SoK: Validating Bridges as a Scaling Solution for Blockchains
Infura and Oasis Labs released a paper that focuses on presenting the emerging field of validating bridges (and rollups) in an accessible manner.
Several startups have collectively raised over $100 million to implement off-chain systems that promise to offer a Coinbase-like experience while retaining the underlying blockchain’s security for all processed transactions.
The cornerstone for the proposed off-chain systems, the validating bridge contract, is not well-understood by the community. Information is highly disparate across message boards, chat rooms and for-profit ventures that fund its rapid development.
To help inform the community, Infura and Oasis Labs have released a paper that focuses on presenting the emerging field in an accessible manner. Before we dive into the details, let’s appreciate the bottlenecks behind the scalability problem for networks like Ethereum.
What is the bottleneck for scalability?
Given the magnitude of research into new scaling protocols for blockchains, the transaction throughput magnitude of Bitcoin and Ethereum has not significantly changed. It remains at about ~10 transactions per second.
The bottleneck to scaling is not the blockchain (or consensus) protocol, but the pursuit of decentralization.

────────

#### EXERCISE REQUIREMENTS:
According to the article on validating bridges, what is the bottleneck to scaling blockchains?

#### GIVEN DATA:
────────

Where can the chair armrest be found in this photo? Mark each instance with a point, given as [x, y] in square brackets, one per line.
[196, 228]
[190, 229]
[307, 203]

────────

#### RESULT OF THE TASK:
The pursuit of decentralization, not the blockchain (or consensus) protocol.